Saved entries
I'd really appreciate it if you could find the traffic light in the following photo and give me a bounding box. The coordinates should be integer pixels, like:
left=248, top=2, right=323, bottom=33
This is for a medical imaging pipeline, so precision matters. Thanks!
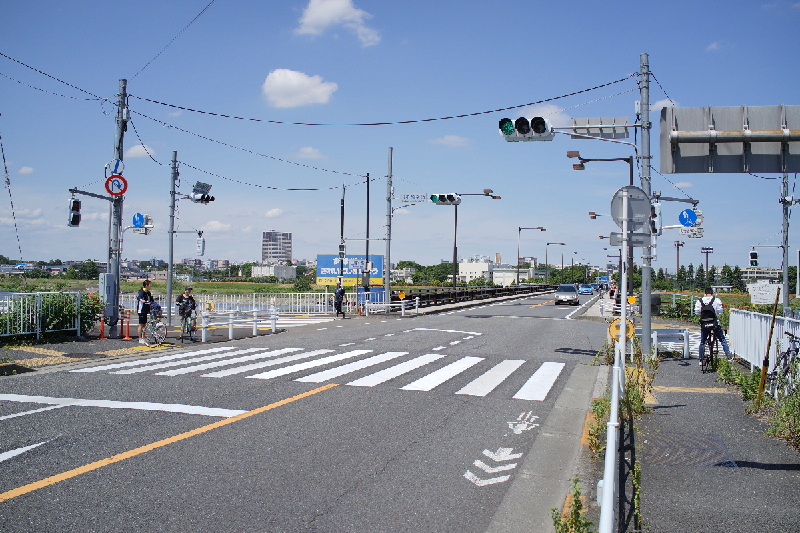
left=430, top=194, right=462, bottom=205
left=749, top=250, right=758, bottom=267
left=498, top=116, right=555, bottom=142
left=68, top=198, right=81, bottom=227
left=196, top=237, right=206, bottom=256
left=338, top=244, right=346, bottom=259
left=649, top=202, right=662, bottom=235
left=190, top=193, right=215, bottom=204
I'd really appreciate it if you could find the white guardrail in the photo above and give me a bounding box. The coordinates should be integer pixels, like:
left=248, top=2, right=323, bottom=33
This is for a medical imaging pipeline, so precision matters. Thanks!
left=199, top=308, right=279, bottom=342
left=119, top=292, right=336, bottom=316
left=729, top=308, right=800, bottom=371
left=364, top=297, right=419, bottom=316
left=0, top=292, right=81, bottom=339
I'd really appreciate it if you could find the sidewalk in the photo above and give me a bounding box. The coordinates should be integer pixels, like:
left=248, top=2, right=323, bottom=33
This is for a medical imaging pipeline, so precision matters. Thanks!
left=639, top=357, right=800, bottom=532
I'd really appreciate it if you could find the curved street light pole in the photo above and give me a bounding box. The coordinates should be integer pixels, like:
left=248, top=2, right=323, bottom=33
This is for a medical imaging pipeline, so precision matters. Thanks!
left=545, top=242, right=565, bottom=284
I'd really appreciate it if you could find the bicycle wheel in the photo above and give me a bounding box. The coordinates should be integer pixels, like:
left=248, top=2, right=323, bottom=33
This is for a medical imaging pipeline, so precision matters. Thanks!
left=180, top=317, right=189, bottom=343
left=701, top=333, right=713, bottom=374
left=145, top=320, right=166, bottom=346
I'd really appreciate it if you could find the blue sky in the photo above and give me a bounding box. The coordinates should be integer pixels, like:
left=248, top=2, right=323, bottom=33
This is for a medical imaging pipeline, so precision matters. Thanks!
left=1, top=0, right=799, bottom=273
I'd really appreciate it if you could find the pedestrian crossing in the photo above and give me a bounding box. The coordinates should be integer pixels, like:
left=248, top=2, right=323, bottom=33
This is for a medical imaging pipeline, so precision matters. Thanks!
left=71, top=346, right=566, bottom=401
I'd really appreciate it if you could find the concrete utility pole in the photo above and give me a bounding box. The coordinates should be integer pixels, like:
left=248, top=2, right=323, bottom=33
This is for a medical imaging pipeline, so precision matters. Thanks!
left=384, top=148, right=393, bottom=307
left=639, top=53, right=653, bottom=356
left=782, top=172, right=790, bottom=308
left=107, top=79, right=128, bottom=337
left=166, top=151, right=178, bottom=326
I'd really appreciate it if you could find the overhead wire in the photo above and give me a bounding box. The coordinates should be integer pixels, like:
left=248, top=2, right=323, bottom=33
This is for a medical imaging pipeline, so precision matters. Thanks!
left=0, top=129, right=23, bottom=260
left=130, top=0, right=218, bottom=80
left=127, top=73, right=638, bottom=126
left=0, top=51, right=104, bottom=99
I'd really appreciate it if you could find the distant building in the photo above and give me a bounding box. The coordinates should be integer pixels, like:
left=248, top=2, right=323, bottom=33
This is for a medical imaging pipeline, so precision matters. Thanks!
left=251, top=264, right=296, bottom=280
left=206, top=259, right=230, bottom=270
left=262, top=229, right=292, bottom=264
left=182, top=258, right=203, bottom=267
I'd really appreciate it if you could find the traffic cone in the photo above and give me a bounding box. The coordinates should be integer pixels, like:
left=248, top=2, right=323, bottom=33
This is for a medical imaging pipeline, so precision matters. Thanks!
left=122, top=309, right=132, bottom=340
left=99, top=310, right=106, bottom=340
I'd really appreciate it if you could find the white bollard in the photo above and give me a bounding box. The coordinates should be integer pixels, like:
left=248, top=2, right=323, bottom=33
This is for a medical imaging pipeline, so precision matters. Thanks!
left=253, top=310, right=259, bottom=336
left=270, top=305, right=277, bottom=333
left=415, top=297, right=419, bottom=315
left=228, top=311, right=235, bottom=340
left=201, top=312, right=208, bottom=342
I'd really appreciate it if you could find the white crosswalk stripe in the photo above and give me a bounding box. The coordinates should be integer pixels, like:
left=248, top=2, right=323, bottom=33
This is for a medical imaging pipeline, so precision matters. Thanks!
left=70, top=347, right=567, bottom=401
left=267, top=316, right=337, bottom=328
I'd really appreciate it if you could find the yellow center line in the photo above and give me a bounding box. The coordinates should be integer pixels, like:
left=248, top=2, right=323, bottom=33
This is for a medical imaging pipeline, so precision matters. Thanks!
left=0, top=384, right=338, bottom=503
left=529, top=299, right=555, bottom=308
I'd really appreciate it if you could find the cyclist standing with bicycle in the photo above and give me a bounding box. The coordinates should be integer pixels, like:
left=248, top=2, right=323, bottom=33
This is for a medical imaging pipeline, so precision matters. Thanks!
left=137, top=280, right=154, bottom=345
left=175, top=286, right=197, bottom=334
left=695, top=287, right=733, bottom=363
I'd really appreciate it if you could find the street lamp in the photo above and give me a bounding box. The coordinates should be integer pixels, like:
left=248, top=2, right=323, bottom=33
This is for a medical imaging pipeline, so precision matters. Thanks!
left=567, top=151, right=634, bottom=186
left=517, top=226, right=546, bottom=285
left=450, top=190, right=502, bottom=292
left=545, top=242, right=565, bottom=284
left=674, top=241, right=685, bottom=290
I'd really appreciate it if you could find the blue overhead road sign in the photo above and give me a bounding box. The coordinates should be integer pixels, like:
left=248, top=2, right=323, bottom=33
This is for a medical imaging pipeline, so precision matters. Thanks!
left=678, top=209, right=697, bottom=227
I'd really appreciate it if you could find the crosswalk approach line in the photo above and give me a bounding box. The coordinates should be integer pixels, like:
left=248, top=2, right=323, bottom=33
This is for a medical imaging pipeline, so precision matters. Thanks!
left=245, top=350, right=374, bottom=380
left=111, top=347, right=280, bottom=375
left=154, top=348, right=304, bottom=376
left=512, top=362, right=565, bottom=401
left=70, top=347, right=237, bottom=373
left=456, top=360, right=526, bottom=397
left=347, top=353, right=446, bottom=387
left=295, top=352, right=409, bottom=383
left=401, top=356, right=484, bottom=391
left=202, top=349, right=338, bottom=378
==
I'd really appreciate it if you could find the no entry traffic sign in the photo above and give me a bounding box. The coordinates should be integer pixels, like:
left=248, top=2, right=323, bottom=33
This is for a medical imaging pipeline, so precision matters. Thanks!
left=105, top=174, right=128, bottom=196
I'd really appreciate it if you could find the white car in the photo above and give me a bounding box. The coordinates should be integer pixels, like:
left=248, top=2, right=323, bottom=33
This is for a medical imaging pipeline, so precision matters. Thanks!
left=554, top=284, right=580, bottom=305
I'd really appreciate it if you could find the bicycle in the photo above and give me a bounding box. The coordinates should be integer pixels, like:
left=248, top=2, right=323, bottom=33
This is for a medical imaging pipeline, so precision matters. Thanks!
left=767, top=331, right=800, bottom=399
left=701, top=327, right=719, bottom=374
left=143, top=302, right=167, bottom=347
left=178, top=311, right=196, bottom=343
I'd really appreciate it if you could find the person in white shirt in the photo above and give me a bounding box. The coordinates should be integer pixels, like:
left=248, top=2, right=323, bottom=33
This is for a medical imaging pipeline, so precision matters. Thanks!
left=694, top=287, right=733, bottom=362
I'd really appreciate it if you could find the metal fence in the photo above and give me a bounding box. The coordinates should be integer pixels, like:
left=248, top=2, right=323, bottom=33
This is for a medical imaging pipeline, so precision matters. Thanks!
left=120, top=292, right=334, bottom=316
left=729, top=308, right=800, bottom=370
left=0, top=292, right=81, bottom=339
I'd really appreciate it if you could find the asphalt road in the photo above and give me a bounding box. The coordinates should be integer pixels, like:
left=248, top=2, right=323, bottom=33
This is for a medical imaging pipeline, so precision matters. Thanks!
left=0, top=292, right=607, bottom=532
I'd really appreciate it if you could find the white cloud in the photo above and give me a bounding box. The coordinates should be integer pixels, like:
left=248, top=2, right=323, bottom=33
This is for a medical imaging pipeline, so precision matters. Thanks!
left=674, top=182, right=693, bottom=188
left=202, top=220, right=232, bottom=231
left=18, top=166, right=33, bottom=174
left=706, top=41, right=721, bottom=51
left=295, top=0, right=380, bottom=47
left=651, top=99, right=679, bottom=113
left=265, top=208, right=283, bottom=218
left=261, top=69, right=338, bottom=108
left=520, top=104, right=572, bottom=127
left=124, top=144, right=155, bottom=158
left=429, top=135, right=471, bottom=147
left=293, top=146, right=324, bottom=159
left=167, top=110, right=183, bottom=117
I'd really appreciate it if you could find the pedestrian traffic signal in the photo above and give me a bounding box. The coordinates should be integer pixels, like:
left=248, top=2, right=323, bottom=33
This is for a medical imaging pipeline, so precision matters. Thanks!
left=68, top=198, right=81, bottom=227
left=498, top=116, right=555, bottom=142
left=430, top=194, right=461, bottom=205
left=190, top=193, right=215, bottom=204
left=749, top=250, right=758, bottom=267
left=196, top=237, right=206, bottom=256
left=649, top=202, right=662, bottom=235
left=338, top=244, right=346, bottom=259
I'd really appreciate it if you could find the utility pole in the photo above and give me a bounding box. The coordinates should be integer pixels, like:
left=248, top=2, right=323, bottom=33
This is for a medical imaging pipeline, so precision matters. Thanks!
--
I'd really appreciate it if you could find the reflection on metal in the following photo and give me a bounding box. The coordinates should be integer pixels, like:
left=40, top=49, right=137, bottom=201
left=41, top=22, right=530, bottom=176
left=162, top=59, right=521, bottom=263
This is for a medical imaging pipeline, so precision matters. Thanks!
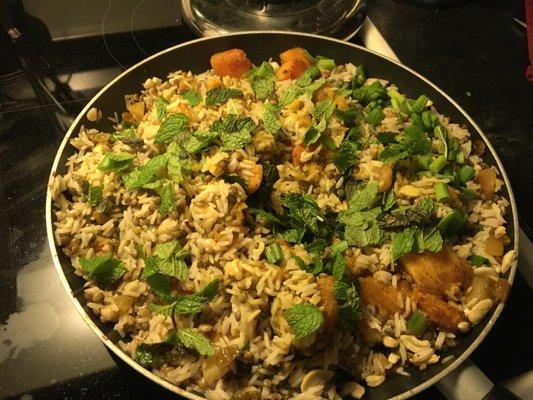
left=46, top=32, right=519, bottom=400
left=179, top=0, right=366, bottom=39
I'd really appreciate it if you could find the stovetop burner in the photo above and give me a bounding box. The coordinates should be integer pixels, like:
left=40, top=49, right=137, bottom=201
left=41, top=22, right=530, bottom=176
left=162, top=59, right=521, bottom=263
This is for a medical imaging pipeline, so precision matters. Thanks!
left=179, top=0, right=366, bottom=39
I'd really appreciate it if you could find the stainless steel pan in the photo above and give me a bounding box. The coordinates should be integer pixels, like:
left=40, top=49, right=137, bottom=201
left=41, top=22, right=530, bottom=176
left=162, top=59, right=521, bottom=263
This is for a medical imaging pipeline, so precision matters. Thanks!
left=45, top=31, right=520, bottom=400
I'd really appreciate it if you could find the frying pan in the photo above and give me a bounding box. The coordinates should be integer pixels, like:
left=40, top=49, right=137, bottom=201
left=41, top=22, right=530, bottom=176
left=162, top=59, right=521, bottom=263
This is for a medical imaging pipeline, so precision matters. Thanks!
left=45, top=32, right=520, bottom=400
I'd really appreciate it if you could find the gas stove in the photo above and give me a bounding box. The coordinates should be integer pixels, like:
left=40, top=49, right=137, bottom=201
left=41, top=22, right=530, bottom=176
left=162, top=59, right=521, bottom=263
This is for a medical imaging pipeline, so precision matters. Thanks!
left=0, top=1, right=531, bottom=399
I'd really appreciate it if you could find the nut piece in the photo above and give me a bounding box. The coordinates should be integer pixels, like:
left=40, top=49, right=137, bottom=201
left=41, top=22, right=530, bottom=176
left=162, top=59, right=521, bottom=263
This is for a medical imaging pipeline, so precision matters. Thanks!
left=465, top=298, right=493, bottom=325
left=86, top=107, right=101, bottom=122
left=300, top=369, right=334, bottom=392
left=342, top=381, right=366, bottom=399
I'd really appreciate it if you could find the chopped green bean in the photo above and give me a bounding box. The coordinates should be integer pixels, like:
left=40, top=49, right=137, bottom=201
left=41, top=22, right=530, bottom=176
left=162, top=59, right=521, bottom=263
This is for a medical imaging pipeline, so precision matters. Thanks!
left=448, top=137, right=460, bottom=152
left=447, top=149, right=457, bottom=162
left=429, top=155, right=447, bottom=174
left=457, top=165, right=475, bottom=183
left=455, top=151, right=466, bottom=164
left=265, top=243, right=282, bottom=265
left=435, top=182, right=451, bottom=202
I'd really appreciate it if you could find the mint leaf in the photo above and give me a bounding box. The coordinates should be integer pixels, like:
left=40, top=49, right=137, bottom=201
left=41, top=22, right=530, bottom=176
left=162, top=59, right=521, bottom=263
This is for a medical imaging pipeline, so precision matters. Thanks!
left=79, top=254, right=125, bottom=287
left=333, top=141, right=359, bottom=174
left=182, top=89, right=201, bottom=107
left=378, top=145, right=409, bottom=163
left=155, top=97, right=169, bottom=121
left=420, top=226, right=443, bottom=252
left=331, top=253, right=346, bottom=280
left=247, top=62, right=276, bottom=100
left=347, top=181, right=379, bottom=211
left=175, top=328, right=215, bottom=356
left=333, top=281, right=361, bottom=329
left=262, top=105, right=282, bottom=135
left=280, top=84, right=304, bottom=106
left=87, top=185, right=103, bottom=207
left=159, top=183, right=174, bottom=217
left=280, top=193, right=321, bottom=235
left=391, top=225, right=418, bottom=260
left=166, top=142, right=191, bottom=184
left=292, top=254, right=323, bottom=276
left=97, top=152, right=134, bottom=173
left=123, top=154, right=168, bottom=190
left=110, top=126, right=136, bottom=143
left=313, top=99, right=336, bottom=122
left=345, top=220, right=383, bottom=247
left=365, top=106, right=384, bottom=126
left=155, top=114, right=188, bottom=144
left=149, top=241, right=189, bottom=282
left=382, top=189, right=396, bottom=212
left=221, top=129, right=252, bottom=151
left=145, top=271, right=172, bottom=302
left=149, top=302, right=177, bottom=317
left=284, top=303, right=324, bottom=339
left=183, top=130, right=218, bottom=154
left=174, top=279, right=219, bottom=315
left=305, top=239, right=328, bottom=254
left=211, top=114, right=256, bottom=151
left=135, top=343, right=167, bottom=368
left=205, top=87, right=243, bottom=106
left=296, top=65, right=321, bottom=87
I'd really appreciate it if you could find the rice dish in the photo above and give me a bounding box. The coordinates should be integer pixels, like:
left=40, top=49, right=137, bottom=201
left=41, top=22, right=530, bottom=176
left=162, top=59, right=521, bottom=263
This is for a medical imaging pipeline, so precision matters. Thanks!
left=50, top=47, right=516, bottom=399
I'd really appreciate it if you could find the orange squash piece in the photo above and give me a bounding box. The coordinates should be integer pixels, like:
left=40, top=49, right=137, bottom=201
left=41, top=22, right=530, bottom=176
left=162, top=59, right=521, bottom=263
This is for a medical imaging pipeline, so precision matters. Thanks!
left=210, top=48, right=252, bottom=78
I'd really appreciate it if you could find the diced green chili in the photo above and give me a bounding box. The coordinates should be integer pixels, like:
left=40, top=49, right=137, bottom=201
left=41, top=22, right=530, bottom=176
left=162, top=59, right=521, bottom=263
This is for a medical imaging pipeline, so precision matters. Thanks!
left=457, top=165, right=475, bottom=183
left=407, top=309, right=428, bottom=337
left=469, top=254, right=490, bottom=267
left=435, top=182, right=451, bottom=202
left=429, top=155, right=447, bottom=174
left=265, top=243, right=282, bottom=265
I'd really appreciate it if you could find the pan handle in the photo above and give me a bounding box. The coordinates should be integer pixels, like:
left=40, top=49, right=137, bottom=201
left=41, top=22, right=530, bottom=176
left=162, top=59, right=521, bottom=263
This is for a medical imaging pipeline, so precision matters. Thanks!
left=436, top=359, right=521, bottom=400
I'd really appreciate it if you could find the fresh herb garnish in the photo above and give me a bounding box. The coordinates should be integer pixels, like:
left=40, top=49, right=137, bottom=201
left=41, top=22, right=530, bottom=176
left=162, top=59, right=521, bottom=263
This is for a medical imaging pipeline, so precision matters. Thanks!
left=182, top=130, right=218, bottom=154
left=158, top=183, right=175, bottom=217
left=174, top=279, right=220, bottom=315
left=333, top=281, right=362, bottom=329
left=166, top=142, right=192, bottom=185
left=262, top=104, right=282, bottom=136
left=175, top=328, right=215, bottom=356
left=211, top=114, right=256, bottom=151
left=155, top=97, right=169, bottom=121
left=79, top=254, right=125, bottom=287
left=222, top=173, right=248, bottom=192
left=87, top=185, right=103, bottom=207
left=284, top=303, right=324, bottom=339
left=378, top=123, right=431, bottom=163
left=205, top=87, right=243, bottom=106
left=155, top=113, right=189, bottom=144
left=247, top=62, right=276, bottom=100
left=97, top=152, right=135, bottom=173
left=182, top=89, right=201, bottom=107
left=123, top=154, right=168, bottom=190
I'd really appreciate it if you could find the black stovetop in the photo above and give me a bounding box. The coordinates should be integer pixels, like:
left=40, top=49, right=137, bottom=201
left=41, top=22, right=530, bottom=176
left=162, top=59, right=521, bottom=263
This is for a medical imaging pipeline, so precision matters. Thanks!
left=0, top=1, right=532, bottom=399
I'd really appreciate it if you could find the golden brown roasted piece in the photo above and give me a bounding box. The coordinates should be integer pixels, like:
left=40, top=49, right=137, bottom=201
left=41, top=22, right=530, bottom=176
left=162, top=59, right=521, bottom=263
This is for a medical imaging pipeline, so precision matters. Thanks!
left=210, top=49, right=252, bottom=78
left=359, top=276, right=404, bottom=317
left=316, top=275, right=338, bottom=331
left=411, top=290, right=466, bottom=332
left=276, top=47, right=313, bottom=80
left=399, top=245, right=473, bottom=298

[WHAT THE TASK REQUIRES]: Copy all lines of the preceding data that hold the word "utility".

[OUTPUT BELOW]:
I'd really appreciate it if you could find the concrete utility pole in the photo above and give me a bounding box. The coordinates should be integer pixels, like:
I'd really appreciate it if you could find the utility pole in the photo above and give me a bounding box. The coordinates should be integer pixels, like:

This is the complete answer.